Every line below that contains the word "pleated" must be copied.

______

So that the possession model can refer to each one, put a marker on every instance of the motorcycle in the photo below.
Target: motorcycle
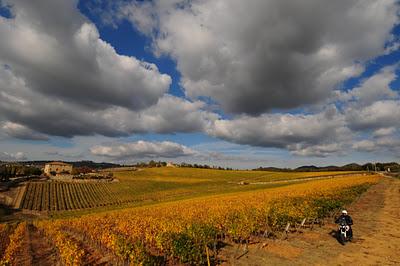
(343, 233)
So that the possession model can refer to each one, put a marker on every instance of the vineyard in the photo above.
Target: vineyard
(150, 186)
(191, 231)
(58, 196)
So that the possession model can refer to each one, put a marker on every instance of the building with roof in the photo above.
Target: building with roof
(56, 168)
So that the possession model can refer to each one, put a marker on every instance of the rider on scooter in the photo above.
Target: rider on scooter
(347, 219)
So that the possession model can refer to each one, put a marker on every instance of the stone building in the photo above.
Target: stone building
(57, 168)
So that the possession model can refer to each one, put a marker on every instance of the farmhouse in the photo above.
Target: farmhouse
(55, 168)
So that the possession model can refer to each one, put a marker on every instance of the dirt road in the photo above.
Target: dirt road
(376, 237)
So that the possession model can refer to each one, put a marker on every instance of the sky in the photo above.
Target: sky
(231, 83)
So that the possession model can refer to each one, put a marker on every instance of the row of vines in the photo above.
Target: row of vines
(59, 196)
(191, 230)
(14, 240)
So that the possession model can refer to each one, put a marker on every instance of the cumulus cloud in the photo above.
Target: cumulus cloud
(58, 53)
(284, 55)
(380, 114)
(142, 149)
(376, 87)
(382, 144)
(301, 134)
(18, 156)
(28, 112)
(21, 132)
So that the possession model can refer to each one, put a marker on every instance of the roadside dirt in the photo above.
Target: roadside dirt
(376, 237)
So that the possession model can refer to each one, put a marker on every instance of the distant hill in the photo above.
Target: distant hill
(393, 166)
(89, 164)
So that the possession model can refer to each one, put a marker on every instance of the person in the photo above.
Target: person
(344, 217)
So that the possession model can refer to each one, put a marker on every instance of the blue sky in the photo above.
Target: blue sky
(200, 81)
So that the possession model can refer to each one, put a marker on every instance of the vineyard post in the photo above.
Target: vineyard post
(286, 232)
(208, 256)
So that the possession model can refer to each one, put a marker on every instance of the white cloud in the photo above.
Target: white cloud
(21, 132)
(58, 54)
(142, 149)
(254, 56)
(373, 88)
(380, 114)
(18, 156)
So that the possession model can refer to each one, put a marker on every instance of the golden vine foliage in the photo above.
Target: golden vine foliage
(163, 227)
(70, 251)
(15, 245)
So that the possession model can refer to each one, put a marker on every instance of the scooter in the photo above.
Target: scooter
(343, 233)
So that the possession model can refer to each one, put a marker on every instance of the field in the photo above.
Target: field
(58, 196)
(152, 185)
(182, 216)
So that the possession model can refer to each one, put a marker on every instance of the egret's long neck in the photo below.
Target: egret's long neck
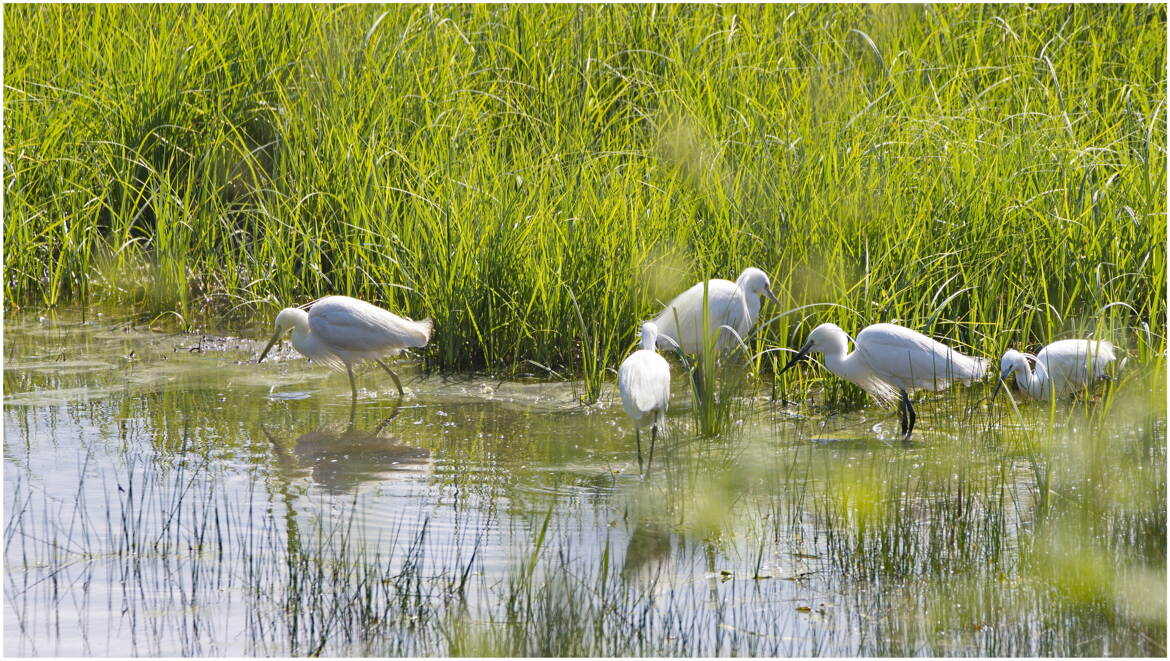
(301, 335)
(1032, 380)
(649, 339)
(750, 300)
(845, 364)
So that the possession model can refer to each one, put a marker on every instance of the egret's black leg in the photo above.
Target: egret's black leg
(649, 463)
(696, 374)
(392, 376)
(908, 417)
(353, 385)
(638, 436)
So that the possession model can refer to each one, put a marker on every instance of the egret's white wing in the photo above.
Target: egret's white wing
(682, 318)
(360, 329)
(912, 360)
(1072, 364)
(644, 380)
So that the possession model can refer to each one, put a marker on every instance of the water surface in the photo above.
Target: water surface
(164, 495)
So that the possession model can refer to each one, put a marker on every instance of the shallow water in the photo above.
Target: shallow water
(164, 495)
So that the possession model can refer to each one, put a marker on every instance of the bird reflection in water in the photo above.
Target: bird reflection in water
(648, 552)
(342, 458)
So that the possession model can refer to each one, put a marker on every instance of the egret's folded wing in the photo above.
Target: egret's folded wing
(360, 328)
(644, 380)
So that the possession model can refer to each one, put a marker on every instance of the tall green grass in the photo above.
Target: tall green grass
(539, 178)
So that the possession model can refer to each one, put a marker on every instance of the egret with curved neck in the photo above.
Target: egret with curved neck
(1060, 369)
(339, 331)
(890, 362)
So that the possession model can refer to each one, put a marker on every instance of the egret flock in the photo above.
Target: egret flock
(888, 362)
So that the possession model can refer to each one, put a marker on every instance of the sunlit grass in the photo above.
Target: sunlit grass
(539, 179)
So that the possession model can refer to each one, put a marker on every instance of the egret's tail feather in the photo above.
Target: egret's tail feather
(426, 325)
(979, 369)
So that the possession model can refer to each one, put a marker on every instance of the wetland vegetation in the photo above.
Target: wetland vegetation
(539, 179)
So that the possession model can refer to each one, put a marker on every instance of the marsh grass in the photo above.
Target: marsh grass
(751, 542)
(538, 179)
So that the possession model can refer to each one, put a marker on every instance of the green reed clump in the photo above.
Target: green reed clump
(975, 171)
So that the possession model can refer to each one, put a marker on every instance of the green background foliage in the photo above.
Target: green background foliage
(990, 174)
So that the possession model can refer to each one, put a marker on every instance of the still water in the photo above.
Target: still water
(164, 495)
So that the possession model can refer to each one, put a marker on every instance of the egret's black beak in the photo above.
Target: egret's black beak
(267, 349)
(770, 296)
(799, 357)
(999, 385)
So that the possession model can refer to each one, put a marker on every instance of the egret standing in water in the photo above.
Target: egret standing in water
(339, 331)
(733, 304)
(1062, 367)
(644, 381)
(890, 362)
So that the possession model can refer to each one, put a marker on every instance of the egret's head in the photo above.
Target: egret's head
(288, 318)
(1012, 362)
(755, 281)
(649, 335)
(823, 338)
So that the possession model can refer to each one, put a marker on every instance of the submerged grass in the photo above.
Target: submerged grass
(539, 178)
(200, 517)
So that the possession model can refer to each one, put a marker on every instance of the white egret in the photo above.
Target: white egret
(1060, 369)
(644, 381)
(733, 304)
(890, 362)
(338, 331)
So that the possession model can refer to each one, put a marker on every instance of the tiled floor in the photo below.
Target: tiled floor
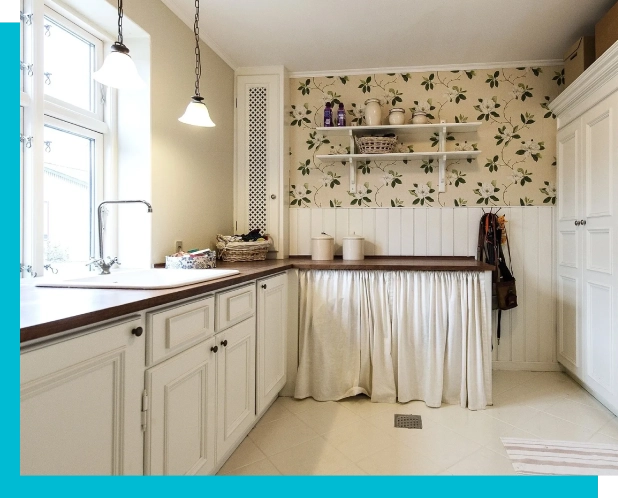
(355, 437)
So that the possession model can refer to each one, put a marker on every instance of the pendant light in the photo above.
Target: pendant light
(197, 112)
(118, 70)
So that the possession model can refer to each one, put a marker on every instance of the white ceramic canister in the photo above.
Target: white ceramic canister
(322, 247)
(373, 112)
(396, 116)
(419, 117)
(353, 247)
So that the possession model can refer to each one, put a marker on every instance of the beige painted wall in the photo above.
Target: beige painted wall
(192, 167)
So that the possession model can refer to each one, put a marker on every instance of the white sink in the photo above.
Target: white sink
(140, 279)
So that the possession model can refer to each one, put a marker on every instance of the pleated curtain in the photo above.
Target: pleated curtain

______

**Response**
So that the possession model can refer to each one, put a marker on every instance of the pleated curtain in the photo above.
Target: pleated curtain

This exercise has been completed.